» **DATA FOR PROCESSING**

####

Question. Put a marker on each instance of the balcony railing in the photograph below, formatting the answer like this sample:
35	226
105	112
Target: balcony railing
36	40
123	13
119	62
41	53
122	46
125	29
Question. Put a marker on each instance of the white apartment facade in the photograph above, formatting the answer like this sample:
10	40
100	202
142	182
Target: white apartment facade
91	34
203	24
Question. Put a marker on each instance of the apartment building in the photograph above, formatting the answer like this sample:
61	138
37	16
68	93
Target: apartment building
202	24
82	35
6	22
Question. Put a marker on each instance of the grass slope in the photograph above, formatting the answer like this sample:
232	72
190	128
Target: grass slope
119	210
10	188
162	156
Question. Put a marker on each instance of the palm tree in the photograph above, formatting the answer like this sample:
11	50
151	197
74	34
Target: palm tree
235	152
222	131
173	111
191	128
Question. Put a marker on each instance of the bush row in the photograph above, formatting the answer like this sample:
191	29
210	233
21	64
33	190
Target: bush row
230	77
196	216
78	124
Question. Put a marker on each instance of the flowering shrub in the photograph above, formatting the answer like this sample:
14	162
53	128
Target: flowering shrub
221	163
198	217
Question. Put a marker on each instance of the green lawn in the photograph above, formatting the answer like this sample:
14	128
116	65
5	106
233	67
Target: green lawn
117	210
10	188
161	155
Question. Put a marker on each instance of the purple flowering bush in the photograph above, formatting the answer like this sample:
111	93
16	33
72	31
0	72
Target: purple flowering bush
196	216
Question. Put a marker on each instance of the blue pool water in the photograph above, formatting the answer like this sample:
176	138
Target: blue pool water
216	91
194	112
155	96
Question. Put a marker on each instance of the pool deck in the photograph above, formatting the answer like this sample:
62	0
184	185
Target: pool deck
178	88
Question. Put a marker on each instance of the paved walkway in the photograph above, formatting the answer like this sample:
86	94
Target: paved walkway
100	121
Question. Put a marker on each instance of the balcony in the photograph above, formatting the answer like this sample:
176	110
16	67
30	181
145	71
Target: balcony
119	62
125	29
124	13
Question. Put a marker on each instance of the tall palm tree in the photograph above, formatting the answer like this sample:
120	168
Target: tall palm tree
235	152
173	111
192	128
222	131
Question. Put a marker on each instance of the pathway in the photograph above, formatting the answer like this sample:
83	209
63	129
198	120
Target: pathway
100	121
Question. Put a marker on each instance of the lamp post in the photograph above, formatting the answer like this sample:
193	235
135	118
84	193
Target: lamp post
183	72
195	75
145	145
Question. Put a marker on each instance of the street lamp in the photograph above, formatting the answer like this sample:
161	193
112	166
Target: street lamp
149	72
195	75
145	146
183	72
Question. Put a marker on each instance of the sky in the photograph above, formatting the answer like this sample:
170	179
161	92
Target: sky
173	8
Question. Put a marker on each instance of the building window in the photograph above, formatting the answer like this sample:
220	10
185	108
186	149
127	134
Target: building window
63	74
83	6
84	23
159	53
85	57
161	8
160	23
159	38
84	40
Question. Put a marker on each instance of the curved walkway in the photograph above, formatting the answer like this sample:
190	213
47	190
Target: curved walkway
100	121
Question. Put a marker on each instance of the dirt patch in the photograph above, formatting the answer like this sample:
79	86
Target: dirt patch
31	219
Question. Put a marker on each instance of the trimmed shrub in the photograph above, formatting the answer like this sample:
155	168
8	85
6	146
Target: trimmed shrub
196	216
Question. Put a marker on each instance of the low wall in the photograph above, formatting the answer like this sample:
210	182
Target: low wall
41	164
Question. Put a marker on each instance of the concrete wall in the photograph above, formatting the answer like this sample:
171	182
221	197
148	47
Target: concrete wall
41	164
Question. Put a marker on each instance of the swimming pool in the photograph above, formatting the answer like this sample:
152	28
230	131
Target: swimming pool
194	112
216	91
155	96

####

» **PROBLEM DESCRIPTION**
Every entry is to be restated word for word, with nothing dropped.

» **THE COMPLETED TASK**
Question. Put a marker on each instance of the balcony railing in the photograph below, formatting the answer like this sample:
35	226
105	112
Target: balcony railing
36	40
123	13
119	62
41	53
122	46
125	29
Question. Put a marker on each instance of the white apartment facade in the photograph above, formatting the answer like this sample:
10	40
100	202
142	182
Target: white apartment facade
91	34
203	24
Question. Put a marker on each instance of the apartment building in the photograph above, formatting the answer like this sample:
61	138
37	16
68	93
Target: apartment building
202	24
82	35
6	22
Question. Put a marker on each instance of the grass slope in the photograph above, formatting the answer like this sample:
232	72
190	128
Target: grass slope
119	210
10	188
162	156
Question. Put a marker on each instance of the palm tree in the photograph above, formatting the answer like this sample:
11	50
151	197
74	34
Target: palm tree
235	152
222	131
173	111
191	128
Question. Put a marker on each instance of the bush row in the photograph above, formatting the answer like this sample:
191	29
210	233
21	64
33	190
Target: bush row
230	77
196	216
78	124
Question. Put a marker on each instance of the flowering shrub in the photograph above, formatting the answer like this sample:
14	162
53	128
Target: flowering shrub
221	163
198	217
Question. Put a marker on each instance of the green lawn in the photograph above, formatting the answer like this sample:
14	128
116	65
5	106
233	67
Target: green lawn
117	210
10	188
161	155
Question. Put a marker on each instance of the purple flowering bush in the photograph above, formatting the answer like this sample:
111	93
16	33
72	31
0	72
Target: purple flowering bush
196	216
Question. Put a marker on each instance of the blue pool water in the photograph above, formatting the answer like this sample:
176	138
Target: blue pool water
216	91
194	112
155	96
Question. Put a marker on each instance of the pool deck in the photograph above, formatting the answer like this sample:
62	0
184	185
Target: pool deck
178	88
Question. Put a marker on each instance of the paved walkway in the photograph above, formatting the answer like this sample:
86	94
Target: paved walkway
100	121
Question. Put a marker on each instance of the balcony in the photograph above, formatting the answer like this sample:
176	110
16	67
30	181
145	71
Target: balcony
119	62
125	29
124	13
Question. Put a marker on each instance of the tall palm tree in the photograph above, formatting the answer like this sample:
120	168
Target: tall palm tree
235	152
173	111
192	128
222	131
Question. Put a marker on each instance of the pathway in the photograph above, formatting the answer like this sample:
83	209
63	129
198	120
Target: pathway
100	121
Question. Put a marker on each instance of the lamp post in the photograph above, formatting the answer like this sample:
193	235
135	118
84	193
Target: lamp post
183	72
195	75
145	145
Question. Put a marker on each instance of the street lamp in the photograph above, formatting the answer like this sample:
161	193
112	166
Target: street lamp
149	72
195	75
145	146
183	72
Question. Put a marker on each instance of the sky in the photograph above, formatting the answer like this sample:
170	179
161	92
Target: sky
173	8
Question. Put a marker on each instance of the building window in the photograph above, formatting the answer like this sample:
220	10
185	108
186	149
127	134
Target: building window
63	74
83	6
84	23
159	53
85	57
161	8
160	23
159	38
84	40
Question. Put a marker on each instance of the curved walkway in the photograph above, formatting the answer like this sample:
190	213
47	190
Target: curved walkway
100	121
Question. Put a marker on each instance of the dirt patch in the photograph above, formatting the answer like this sample:
79	86
Target: dirt patch
31	219
Question. Put a marker on each instance of the trimmed shrub in the photograph above, formatting the answer like this sample:
155	168
8	85
6	146
Target: trimmed shrub
196	216
Question. Put a marker on each instance of the low wall in the photograph above, formatting the answer like this sample:
210	182
Target: low wall
41	164
Question. Put a marker on each instance of the concrete wall in the photograph above, formatting the answer like this sample:
171	182
221	197
148	47
Target: concrete wall
41	164
Question. Put a marker on each instance of the swimming pool in the photograph above, formatting the answer like this sample:
152	28
230	131
Target: swimming pool
194	112
216	91
155	96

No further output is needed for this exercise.